Task details> All lines in the data below carrying the string "framing" are to be located and copied.

Data to use>
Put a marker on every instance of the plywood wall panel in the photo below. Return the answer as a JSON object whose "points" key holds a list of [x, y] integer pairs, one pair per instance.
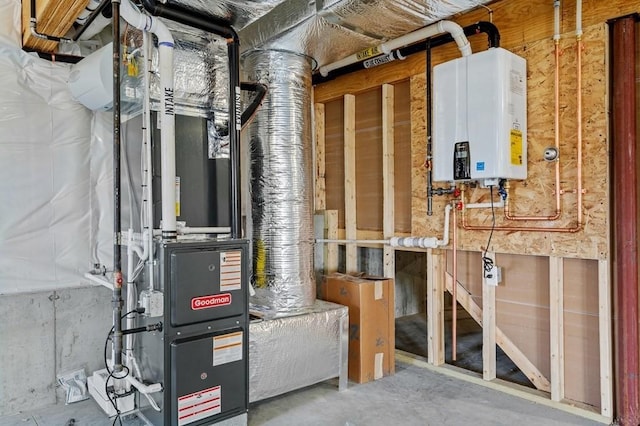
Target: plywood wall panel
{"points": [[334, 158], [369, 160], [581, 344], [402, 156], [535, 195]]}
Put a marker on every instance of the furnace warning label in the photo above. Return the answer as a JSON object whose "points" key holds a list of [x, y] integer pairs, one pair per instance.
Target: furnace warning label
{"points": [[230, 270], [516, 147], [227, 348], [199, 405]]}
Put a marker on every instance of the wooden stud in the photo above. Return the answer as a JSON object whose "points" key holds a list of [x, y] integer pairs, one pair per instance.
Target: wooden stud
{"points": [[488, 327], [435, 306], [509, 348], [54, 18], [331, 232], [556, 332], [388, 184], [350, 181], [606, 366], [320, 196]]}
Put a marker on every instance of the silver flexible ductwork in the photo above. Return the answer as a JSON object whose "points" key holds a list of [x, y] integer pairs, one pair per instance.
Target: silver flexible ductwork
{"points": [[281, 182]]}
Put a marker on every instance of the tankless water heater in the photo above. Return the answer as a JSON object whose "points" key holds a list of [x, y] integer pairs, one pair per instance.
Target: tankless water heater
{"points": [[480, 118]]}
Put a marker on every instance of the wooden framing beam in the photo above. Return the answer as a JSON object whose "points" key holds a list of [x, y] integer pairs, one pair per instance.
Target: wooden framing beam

Solved exercise>
Put a marker on every instance of the wooden framing beam in the photo above. Return the answer as a JSON object whose "points" key holds a list of [x, y] integer pairs, one pair per instance.
Target: wooden framing beam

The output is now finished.